***** DATA TO PROCESS *****
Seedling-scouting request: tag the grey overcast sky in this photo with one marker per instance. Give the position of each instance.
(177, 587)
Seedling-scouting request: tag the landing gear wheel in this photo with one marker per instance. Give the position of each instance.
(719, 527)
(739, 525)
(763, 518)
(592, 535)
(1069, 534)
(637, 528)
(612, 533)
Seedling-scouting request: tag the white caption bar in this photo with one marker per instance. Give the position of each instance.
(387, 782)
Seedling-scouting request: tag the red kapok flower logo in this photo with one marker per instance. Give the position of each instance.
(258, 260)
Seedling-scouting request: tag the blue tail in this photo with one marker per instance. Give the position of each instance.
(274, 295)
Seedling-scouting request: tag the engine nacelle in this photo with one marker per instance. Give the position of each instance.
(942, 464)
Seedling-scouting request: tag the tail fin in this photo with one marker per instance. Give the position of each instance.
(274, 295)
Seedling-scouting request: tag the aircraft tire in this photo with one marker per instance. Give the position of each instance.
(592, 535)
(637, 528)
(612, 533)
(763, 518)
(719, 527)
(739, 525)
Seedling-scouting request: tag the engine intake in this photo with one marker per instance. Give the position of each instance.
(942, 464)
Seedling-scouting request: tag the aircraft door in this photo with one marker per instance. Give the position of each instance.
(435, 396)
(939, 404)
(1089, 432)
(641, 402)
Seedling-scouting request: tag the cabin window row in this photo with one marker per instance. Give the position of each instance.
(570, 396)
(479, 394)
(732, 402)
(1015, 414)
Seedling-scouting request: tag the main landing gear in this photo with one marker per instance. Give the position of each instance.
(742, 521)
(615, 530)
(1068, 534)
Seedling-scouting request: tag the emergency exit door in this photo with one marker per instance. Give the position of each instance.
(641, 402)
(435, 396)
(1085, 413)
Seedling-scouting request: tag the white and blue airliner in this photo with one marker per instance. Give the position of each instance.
*****
Return all of the items above unchanged, line for line.

◆ RESPONSE TO THIS EXERCISE:
Seedling-scouting request: tag the grey overcast sky in this photo with one marker per instance. Give the position of each instance.
(177, 587)
Seedling-scouting request: tag the landing gear wheel in this photo with one marker per instance. Give the position of each instance.
(719, 527)
(739, 525)
(763, 518)
(592, 535)
(1069, 534)
(637, 528)
(612, 533)
Seedling-scouting request: tag the white caption bar in this photo with one marker per instance. Give the position of each instance.
(387, 782)
Seedling-scouting request: tag the red kapok flower logo in this photo with one marker per instance. Give the position of each instance.
(258, 260)
Seedling-scouting request: tag the blue tail in this photo with one marker per instance. Give the position of each instance.
(274, 295)
Seedling-scouting request: tag the engine nacelle in this photo with one marker per instance. Give the position of each instance.
(942, 464)
Seedling-scouting request: tag the tail fin in this photo with one marker per instance. Give the position of each instance.
(274, 295)
Seedling-scouting request: tag the aircraft tire in this photo with one marker per instance. Give the position of each instance.
(592, 535)
(637, 528)
(612, 533)
(763, 518)
(719, 527)
(739, 525)
Seedling-scouting request: tag the engine intake in this photo with one marker per instance. Give the position of each instance.
(942, 464)
Seedling-scouting request: tag the aircraft door in this photo with one marker per instance. Give the position of each instance.
(435, 396)
(939, 404)
(1089, 432)
(641, 402)
Seedling-scouting request: tag the cabin window row in this photo with one marker per instance. Give the position of each instance.
(570, 396)
(479, 394)
(732, 402)
(1015, 414)
Seedling-scouting request: tag the main landing gear in this photo with one marker per instance. Give the position of each instance.
(742, 521)
(615, 530)
(1068, 534)
Seedling-scouting request: tag the emergency exit door in this photo with one marker per instance. Give the position of each instance.
(641, 402)
(435, 396)
(1085, 413)
Seedling-scouting request: tag the white and blue airliner in this photo with one marker per instance. Give the position of each instance.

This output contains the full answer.